■ **Excerpted data**
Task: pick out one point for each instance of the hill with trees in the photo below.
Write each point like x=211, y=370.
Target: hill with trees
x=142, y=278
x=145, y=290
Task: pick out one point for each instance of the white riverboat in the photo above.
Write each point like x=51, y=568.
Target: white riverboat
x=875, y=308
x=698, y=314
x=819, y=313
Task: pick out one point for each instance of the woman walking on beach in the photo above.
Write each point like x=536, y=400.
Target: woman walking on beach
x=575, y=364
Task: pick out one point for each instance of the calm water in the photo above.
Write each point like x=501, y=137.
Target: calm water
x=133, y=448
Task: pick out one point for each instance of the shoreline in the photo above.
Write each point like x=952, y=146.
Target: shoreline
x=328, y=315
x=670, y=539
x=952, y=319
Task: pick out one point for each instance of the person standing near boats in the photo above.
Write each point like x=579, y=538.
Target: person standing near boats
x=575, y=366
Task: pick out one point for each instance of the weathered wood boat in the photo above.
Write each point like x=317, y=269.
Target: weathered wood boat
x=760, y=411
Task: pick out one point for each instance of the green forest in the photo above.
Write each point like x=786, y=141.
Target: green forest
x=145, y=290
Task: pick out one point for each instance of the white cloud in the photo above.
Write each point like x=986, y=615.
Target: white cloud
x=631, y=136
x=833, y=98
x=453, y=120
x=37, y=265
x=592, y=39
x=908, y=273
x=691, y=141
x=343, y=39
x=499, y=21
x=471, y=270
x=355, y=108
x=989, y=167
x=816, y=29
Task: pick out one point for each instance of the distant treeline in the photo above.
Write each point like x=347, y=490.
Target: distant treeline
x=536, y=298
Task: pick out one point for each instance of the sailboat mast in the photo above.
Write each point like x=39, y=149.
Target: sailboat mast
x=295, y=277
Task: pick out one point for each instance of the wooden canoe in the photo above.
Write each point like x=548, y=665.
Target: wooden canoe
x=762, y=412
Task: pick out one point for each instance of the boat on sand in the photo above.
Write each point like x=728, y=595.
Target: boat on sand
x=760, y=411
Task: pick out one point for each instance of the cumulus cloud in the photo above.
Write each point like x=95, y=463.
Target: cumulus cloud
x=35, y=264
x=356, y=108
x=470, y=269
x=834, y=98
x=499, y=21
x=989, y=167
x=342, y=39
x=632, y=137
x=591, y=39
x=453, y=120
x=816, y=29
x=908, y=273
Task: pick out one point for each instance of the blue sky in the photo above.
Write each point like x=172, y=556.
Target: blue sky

■ **Exercise instructions**
Render every line of the material above as a Markdown table, leaving out blank lines, with the columns Row and Line. Number the rows in order under Row.

■ **Task response**
| Row | Line |
|---|---|
| 1 | Task: pick out one point for each instance of the hill with trees in the photo below. |
| 2 | Write each point like x=211, y=370. |
| 3 | Target: hill with trees |
| 4 | x=142, y=278 |
| 5 | x=145, y=290 |
| 6 | Task: pick out one point for each instance of the white riverboat in the photo above. |
| 7 | Write each point like x=51, y=568. |
| 8 | Target: white riverboat |
| 9 | x=875, y=308 |
| 10 | x=698, y=314 |
| 11 | x=819, y=313 |
| 12 | Task: pick out one point for each instance of the woman walking on beach in the photo above. |
| 13 | Write each point like x=536, y=400. |
| 14 | Target: woman walking on beach |
| 15 | x=575, y=364 |
| 16 | Task: pick out one point for each instance of the calm water in the photo above. |
| 17 | Write each point like x=501, y=137. |
| 18 | Target: calm water |
| 19 | x=133, y=448 |
| 20 | Task: pick out one point for each instance of the shoreline in the photo above. |
| 21 | Write each point like x=952, y=146. |
| 22 | Target: shoreline |
| 23 | x=328, y=315 |
| 24 | x=670, y=539 |
| 25 | x=952, y=319 |
| 26 | Task: pick out one point for each instance of the person standing near boats in the photo above. |
| 27 | Write each point like x=579, y=538. |
| 28 | Target: person standing near boats |
| 29 | x=575, y=366 |
| 30 | Task: pick out one point for each instance of the weathered wood boat in the photo above. |
| 31 | Write each point like x=317, y=269. |
| 32 | Target: weathered wood boat |
| 33 | x=760, y=411 |
| 34 | Task: pick out one point for each instance of the green forest in the photo above. |
| 35 | Write each point like x=786, y=141. |
| 36 | Target: green forest |
| 37 | x=145, y=290 |
| 38 | Task: pick out one point for each instance of the white cloud in the photo above. |
| 39 | Write each point like x=986, y=615. |
| 40 | Target: white cloud |
| 41 | x=631, y=136 |
| 42 | x=833, y=98 |
| 43 | x=453, y=120 |
| 44 | x=37, y=265 |
| 45 | x=592, y=39 |
| 46 | x=908, y=273 |
| 47 | x=691, y=141 |
| 48 | x=343, y=39 |
| 49 | x=499, y=21 |
| 50 | x=471, y=270 |
| 51 | x=355, y=108 |
| 52 | x=989, y=167 |
| 53 | x=816, y=29 |
| 54 | Task: pick out one point for each instance of the distant treeline in the photo above. |
| 55 | Write each point like x=347, y=490. |
| 56 | Target: distant treeline |
| 57 | x=536, y=298 |
| 58 | Task: pick out one point for each instance of the sailboat mast in the photo above. |
| 59 | Write each point like x=39, y=149. |
| 60 | Target: sailboat mast |
| 61 | x=295, y=277 |
| 62 | Task: pick out one point for each instance of the wooden canoe in the photo above. |
| 63 | Write each point like x=548, y=665. |
| 64 | Target: wooden canoe |
| 65 | x=762, y=412 |
| 66 | Task: pick out one point for each instance of the boat on sand in the photo above. |
| 67 | Write each point like x=728, y=595. |
| 68 | Target: boat on sand |
| 69 | x=760, y=411 |
| 70 | Task: pick out one point for each instance of the cumulus cloud in the photo above. |
| 71 | Write each point like x=95, y=463. |
| 72 | Target: cumulus cloud |
| 73 | x=35, y=264 |
| 74 | x=356, y=108 |
| 75 | x=470, y=269 |
| 76 | x=834, y=98 |
| 77 | x=499, y=21 |
| 78 | x=989, y=167 |
| 79 | x=342, y=39 |
| 80 | x=632, y=137 |
| 81 | x=591, y=39 |
| 82 | x=453, y=120 |
| 83 | x=816, y=29 |
| 84 | x=908, y=273 |
| 85 | Task: pick out one point for each instance of the blue sky in the photo above. |
| 86 | Write each point like x=172, y=556. |
| 87 | Target: blue sky |